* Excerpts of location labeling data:
========================

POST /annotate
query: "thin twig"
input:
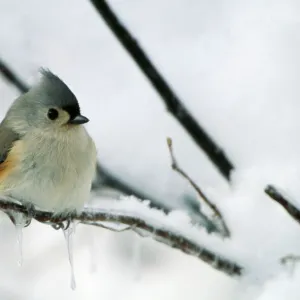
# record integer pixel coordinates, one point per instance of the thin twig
(161, 234)
(290, 258)
(274, 194)
(104, 177)
(12, 77)
(174, 105)
(212, 206)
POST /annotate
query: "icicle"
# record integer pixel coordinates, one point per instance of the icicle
(19, 231)
(93, 252)
(20, 221)
(136, 258)
(69, 235)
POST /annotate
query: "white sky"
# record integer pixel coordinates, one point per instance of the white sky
(236, 65)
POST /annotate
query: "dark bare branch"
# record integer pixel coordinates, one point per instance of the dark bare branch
(211, 205)
(161, 234)
(277, 196)
(174, 105)
(104, 177)
(12, 77)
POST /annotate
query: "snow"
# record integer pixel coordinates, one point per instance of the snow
(235, 64)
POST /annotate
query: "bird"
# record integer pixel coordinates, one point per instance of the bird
(47, 157)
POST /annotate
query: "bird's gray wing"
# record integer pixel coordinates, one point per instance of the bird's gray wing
(7, 139)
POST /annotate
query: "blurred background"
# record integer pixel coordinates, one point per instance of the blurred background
(235, 65)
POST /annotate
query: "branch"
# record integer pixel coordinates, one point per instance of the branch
(163, 233)
(104, 178)
(292, 210)
(211, 205)
(12, 77)
(171, 100)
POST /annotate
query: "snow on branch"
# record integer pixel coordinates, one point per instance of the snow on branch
(104, 177)
(212, 206)
(278, 197)
(174, 230)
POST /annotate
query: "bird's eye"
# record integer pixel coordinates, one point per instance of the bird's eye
(52, 114)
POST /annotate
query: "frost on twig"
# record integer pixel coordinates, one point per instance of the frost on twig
(212, 206)
(141, 219)
(278, 197)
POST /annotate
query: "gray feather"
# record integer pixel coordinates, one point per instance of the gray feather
(7, 139)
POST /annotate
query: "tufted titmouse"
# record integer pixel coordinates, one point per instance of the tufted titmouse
(47, 158)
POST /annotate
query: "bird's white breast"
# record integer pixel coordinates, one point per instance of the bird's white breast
(55, 170)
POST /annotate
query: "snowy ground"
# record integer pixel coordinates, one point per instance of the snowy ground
(235, 64)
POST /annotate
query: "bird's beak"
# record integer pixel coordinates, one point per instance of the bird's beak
(78, 120)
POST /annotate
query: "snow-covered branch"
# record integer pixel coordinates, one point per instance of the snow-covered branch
(174, 230)
(175, 166)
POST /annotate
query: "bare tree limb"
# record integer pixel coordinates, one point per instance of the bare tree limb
(104, 177)
(174, 105)
(211, 205)
(12, 77)
(161, 234)
(292, 210)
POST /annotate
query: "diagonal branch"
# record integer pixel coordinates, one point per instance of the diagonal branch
(104, 178)
(12, 77)
(291, 209)
(211, 205)
(162, 233)
(174, 105)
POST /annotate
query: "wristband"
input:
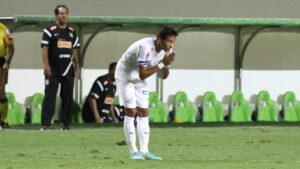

========================

* Your objective:
Pick out each line in the records above that contains the word "breast" and copy it.

* Response:
query: "bird's white breast"
# record integer pixel coordinates, one point per instance of the bird's white breast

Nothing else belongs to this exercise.